**Job**
Give the lines again exactly, from the one holding "Greenhouse-scouting request: tag the chair" to the last line of the listing below, both ends included and nothing added.

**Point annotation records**

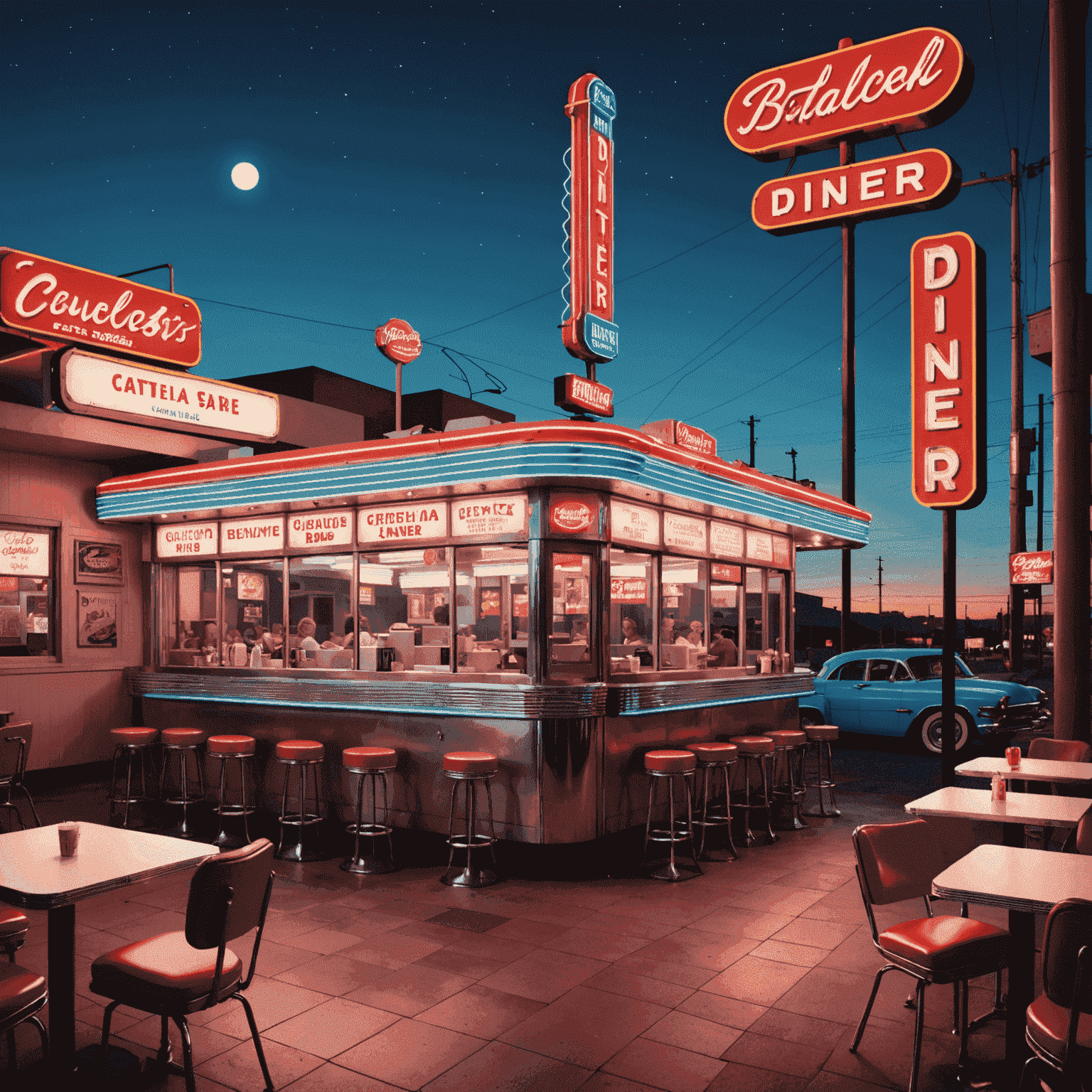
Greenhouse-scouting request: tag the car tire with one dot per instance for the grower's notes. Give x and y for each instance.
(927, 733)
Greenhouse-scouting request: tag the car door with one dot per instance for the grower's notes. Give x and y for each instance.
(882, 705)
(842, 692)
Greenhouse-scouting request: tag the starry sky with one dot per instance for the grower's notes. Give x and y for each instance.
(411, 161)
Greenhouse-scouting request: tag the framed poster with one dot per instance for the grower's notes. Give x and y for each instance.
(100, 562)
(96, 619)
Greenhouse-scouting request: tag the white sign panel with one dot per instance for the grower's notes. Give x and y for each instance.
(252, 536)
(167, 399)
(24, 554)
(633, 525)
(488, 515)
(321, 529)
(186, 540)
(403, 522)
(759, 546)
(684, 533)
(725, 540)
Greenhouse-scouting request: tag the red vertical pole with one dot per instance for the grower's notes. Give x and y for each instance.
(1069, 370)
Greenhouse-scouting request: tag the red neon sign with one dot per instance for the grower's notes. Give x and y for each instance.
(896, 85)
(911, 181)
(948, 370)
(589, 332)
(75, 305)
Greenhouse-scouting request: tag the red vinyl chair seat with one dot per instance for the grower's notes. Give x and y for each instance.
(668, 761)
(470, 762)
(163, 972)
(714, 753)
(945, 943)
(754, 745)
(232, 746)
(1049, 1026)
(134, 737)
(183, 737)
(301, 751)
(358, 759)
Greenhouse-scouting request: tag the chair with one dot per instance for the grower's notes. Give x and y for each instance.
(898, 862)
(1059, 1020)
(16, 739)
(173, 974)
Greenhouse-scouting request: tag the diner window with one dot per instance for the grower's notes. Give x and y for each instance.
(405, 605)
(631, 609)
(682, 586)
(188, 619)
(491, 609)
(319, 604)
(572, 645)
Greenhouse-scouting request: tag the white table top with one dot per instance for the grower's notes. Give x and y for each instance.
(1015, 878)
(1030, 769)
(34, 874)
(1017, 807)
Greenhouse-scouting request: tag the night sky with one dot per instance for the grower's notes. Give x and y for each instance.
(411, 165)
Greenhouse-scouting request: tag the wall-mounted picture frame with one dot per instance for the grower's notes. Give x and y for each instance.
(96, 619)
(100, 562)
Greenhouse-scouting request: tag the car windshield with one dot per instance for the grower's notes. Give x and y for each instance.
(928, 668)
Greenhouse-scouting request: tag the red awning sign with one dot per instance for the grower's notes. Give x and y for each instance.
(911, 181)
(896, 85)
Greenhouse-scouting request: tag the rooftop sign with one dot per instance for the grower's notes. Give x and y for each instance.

**Response**
Greenhouse-scouting request: tag the chair with one dot per instance for the grower's notes. Give x and y for each instance.
(898, 862)
(1059, 1020)
(16, 739)
(173, 974)
Greenhouse-scouting request: tag the diner window with one dot per instance for the grower's notes. Give x and y for each instance.
(405, 605)
(631, 609)
(682, 586)
(188, 619)
(491, 609)
(319, 604)
(572, 645)
Greenhouse-scouting request: tag the white table top with one dot per instance for the grower's notes. Give x and y for each instance.
(1015, 878)
(1030, 769)
(34, 874)
(1017, 807)
Greenhouse-scouting request: tag the night sky with one dot per instance for the grower's notes. Give x and y for each instance.
(411, 165)
Greenhouse-scouting request: tag the wall-mounted picture frame with one dot per instance for the grower's notes. Give x and y for each instance.
(96, 619)
(100, 562)
Greenhouse-scouting request: tag the car windshield with one dot per instance for the grower's notes. Give x and y for each instance.
(928, 668)
Greenhouse-scouting request: tag the red awning sign with one dot per instance for the grower's notes. Give x and y for each instance.
(911, 181)
(896, 85)
Greenhouse-scouting request: tag the rooftop sign with one dot per instance for the grower's notes. Give x and y for each instance.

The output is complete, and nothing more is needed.